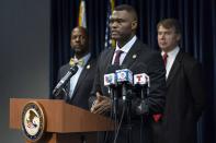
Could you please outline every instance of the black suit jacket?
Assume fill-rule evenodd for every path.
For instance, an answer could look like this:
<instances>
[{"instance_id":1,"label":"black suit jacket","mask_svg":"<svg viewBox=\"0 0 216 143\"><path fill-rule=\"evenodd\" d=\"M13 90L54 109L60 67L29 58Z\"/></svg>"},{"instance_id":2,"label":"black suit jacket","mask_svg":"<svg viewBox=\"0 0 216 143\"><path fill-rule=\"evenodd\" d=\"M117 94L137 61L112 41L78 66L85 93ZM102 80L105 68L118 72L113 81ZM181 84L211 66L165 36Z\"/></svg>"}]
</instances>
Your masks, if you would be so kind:
<instances>
[{"instance_id":1,"label":"black suit jacket","mask_svg":"<svg viewBox=\"0 0 216 143\"><path fill-rule=\"evenodd\" d=\"M96 68L95 60L90 58L79 76L79 80L73 91L72 98L70 98L69 96L64 97L65 96L64 94L60 95L60 98L65 98L68 104L76 105L83 109L89 109L88 99L90 97L90 93L93 85L95 68ZM58 81L69 71L69 69L70 69L69 63L62 65L59 69ZM70 81L66 84L65 88L67 94L69 95Z\"/></svg>"},{"instance_id":2,"label":"black suit jacket","mask_svg":"<svg viewBox=\"0 0 216 143\"><path fill-rule=\"evenodd\" d=\"M160 131L166 136L164 143L196 143L196 123L205 105L201 71L201 64L180 50L167 79Z\"/></svg>"},{"instance_id":3,"label":"black suit jacket","mask_svg":"<svg viewBox=\"0 0 216 143\"><path fill-rule=\"evenodd\" d=\"M101 92L103 95L109 96L107 88L104 86L103 76L106 73L109 65L112 64L114 50L115 49L104 50L98 60L93 93ZM166 70L163 67L161 55L157 51L147 48L147 46L144 45L141 41L136 40L128 53L126 55L122 64L127 69L132 70L132 72L136 72L137 69L143 68L141 71L150 76L150 91L149 95L145 99L145 115L148 116L156 112L162 112L164 106ZM139 100L140 103L140 95L134 96L134 100ZM133 104L135 105L132 105L132 107L136 108L136 103L137 102L134 102ZM137 124L137 127L140 129L140 116L136 115L136 112L132 114L135 117L133 118L132 122ZM147 120L148 119L146 118L145 121ZM148 127L149 124L146 123L145 129L148 129ZM133 131L133 142L139 143L139 129ZM148 135L146 136L148 138ZM125 135L123 138L126 139Z\"/></svg>"}]
</instances>

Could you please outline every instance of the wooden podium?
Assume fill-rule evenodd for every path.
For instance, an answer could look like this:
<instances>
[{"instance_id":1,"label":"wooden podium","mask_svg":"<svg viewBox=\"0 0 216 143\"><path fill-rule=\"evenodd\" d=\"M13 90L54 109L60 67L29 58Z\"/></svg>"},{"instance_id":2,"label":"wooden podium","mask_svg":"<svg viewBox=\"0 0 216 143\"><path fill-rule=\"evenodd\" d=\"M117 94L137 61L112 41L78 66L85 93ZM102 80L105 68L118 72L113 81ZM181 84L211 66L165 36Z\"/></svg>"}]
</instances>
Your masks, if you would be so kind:
<instances>
[{"instance_id":1,"label":"wooden podium","mask_svg":"<svg viewBox=\"0 0 216 143\"><path fill-rule=\"evenodd\" d=\"M59 99L10 98L10 128L21 130L22 110L29 102L44 108L45 133L36 143L96 143L98 131L112 131L109 118L66 104ZM26 140L26 143L30 141Z\"/></svg>"}]
</instances>

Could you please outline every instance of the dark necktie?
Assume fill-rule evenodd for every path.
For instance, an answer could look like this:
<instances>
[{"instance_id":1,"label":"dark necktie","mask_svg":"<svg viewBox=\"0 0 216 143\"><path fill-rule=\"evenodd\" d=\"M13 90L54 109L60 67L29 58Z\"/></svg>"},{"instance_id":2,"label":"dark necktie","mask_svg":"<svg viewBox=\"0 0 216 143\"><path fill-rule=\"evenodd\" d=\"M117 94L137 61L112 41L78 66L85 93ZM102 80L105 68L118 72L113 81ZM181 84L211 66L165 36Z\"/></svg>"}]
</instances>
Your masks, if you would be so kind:
<instances>
[{"instance_id":1,"label":"dark necktie","mask_svg":"<svg viewBox=\"0 0 216 143\"><path fill-rule=\"evenodd\" d=\"M167 62L168 62L168 53L167 52L164 52L162 55L162 59L163 59L163 62L164 62L164 67L167 67ZM162 114L155 114L154 115L155 122L158 122L161 118L162 118Z\"/></svg>"},{"instance_id":2,"label":"dark necktie","mask_svg":"<svg viewBox=\"0 0 216 143\"><path fill-rule=\"evenodd\" d=\"M164 62L164 67L167 67L167 62L168 62L168 53L167 52L164 52L162 55L162 59L163 59L163 62Z\"/></svg>"},{"instance_id":3,"label":"dark necktie","mask_svg":"<svg viewBox=\"0 0 216 143\"><path fill-rule=\"evenodd\" d=\"M122 53L123 53L122 50L116 50L116 51L115 51L114 64L120 65L120 57L121 57Z\"/></svg>"}]
</instances>

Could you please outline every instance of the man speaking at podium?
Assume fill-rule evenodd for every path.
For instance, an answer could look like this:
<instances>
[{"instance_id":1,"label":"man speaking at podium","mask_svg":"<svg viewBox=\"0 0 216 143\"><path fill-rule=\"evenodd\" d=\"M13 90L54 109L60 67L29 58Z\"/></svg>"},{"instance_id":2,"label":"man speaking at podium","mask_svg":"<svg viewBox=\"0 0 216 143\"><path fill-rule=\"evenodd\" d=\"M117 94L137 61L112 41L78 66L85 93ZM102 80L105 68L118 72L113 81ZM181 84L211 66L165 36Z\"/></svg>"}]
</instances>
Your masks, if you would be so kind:
<instances>
[{"instance_id":1,"label":"man speaking at podium","mask_svg":"<svg viewBox=\"0 0 216 143\"><path fill-rule=\"evenodd\" d=\"M149 94L141 103L140 95L134 95L132 99L132 139L130 143L150 143L150 122L154 114L163 111L166 70L162 57L140 40L137 39L137 13L133 7L123 4L114 9L111 16L111 36L116 40L116 47L104 50L98 59L96 76L92 93L96 95L91 111L93 114L105 114L111 109L111 98L107 88L104 86L104 74L112 64L124 65L132 72L145 72L150 76ZM118 93L121 103L121 93ZM140 105L141 104L141 105ZM120 105L121 106L121 105ZM140 109L138 109L141 107ZM121 107L120 107L121 108ZM140 115L144 116L144 131L140 135ZM143 130L143 129L141 129ZM144 138L144 140L141 140ZM111 138L105 138L111 139ZM106 140L107 141L107 140ZM103 143L105 141L102 141ZM111 139L109 142L113 142ZM117 143L128 143L124 121L120 129Z\"/></svg>"},{"instance_id":2,"label":"man speaking at podium","mask_svg":"<svg viewBox=\"0 0 216 143\"><path fill-rule=\"evenodd\" d=\"M95 74L95 60L89 52L88 34L84 27L75 27L71 32L70 46L75 51L75 57L69 63L62 65L58 72L58 81L62 79L70 67L77 65L78 71L70 78L62 92L56 98L65 98L67 103L88 109L88 99Z\"/></svg>"}]
</instances>

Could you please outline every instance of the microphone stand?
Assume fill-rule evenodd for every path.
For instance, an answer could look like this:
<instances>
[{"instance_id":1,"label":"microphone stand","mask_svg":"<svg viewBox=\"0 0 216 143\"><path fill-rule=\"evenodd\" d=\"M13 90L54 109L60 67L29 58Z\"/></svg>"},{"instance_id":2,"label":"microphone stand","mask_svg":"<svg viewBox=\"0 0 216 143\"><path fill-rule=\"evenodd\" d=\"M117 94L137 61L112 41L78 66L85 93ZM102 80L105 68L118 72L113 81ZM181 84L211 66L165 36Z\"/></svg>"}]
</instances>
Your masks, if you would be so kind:
<instances>
[{"instance_id":1,"label":"microphone stand","mask_svg":"<svg viewBox=\"0 0 216 143\"><path fill-rule=\"evenodd\" d=\"M148 85L141 85L141 104L144 103L148 92ZM140 115L140 143L144 142L144 115Z\"/></svg>"},{"instance_id":2,"label":"microphone stand","mask_svg":"<svg viewBox=\"0 0 216 143\"><path fill-rule=\"evenodd\" d=\"M128 94L126 84L123 83L123 102L126 109L126 143L132 143L132 97L130 93Z\"/></svg>"},{"instance_id":3,"label":"microphone stand","mask_svg":"<svg viewBox=\"0 0 216 143\"><path fill-rule=\"evenodd\" d=\"M112 110L111 110L111 118L114 119L114 134L116 135L117 132L117 107L118 107L118 98L117 98L117 91L116 87L110 87L110 94L112 99Z\"/></svg>"}]
</instances>

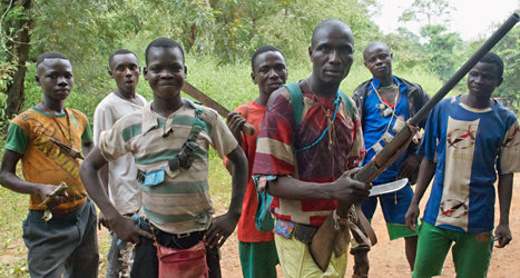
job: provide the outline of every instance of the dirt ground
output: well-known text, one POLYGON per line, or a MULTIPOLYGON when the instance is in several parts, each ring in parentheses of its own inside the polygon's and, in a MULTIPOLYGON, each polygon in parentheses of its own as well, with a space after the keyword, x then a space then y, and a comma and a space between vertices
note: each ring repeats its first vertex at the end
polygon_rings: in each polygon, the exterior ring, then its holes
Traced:
MULTIPOLYGON (((520 190, 520 175, 514 176, 514 189, 510 212, 510 228, 513 240, 506 248, 493 248, 491 266, 489 268, 489 278, 507 278, 520 277, 519 274, 519 257, 520 257, 520 195, 516 193, 520 190)), ((421 212, 426 203, 429 192, 424 196, 421 206, 421 212)), ((499 217, 498 200, 496 206, 496 222, 499 217)), ((386 226, 383 219, 381 209, 377 208, 373 220, 373 228, 377 234, 379 242, 369 254, 371 258, 370 277, 411 277, 406 257, 404 255, 404 240, 398 239, 390 241, 386 232, 386 226)), ((242 277, 241 261, 238 258, 238 242, 236 236, 229 237, 227 242, 222 248, 222 271, 225 278, 242 277)), ((351 277, 353 260, 349 258, 349 266, 345 277, 351 277)), ((284 277, 278 268, 278 277, 284 277)), ((453 261, 451 255, 444 262, 441 277, 455 277, 453 261)))
MULTIPOLYGON (((520 258, 520 195, 514 193, 520 190, 520 175, 514 176, 514 189, 513 189, 513 199, 511 205, 510 214, 510 228, 512 231, 513 240, 509 246, 503 249, 494 248, 493 256, 491 259, 491 266, 489 269, 489 278, 507 278, 507 277, 520 277, 519 274, 519 258, 520 258)), ((423 201, 421 203, 423 207, 428 200, 429 192, 425 193, 423 201)), ((225 208, 217 207, 217 214, 225 211, 225 208)), ((498 201, 496 206, 496 220, 498 221, 498 201)), ((372 248, 372 251, 369 254, 371 258, 371 270, 370 277, 411 277, 410 269, 404 256, 404 240, 398 239, 390 241, 386 234, 386 226, 383 220, 383 215, 379 208, 375 212, 373 227, 377 234, 379 244, 372 248)), ((108 250, 109 239, 106 230, 98 232, 99 235, 99 245, 101 250, 108 250)), ((3 249, 3 254, 0 255, 1 261, 10 261, 14 256, 24 257, 27 256, 27 249, 20 252, 16 251, 18 247, 23 246, 21 239, 16 240, 11 247, 3 249), (16 255, 17 254, 17 255, 16 255)), ((106 254, 100 254, 101 257, 106 254)), ((105 260, 106 261, 106 260, 105 260)), ((241 278, 242 269, 241 261, 238 258, 238 242, 236 238, 236 232, 229 237, 227 242, 222 248, 222 271, 224 278, 241 278)), ((101 265, 99 271, 99 277, 105 277, 106 266, 105 262, 101 265)), ((352 276, 352 257, 349 258, 349 267, 345 277, 352 276)), ((278 267, 278 277, 284 277, 279 267, 278 267)), ((451 255, 448 255, 448 258, 444 262, 444 268, 441 277, 455 277, 454 267, 452 262, 451 255)))

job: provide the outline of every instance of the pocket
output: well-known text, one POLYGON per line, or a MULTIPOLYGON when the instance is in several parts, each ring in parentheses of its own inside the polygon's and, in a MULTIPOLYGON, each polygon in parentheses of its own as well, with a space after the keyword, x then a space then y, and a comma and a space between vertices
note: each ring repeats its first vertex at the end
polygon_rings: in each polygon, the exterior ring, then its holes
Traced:
POLYGON ((184 277, 207 278, 206 247, 199 241, 188 249, 168 248, 157 245, 159 278, 184 277))

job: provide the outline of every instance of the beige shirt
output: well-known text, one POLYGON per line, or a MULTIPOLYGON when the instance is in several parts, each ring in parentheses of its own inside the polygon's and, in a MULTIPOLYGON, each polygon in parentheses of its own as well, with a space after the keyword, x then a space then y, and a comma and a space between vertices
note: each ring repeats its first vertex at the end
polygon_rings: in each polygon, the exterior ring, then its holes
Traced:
= = = = =
> **REQUEST**:
Put the lines from the one containing "job: provide the outline of every instance of the pocket" through the last line above into a numbered list, leaving out any blank lines.

> **ANSWER TO THIS PROBLEM**:
1. job: provide the outline of every instance of the pocket
2. output: well-known text, one POLYGON per line, or a MULTIPOLYGON when the instance is in several parts, each ring in parentheses of its own inside the polygon's and, in a MULTIPOLYGON, each polygon in parentheses of its own as well, with a space after the keyword, x then a space then y, and a comma and a space between vertices
3. note: each ring repeats its first vertex at the end
4. polygon_rings: in each polygon, the exterior ring, then its holes
5. Traced:
6. POLYGON ((184 277, 207 278, 206 247, 199 241, 188 249, 168 248, 157 245, 159 278, 184 277))
7. job: provide the outline of every instance of the beige shirt
8. output: well-known text, one POLYGON per line, or a MULTIPOLYGON when the instance is in several parts, each ring in parentheses of its own inside the polygon's and, in a MULTIPOLYGON, each polygon in parentheses of its own as well, with a space after the keyword, x then a space then y, and a comma and a space between vertices
9. note: each ring repeats its first vertex at the end
10. polygon_rings: in each polygon, the exterior ring, then its holes
11. Traced:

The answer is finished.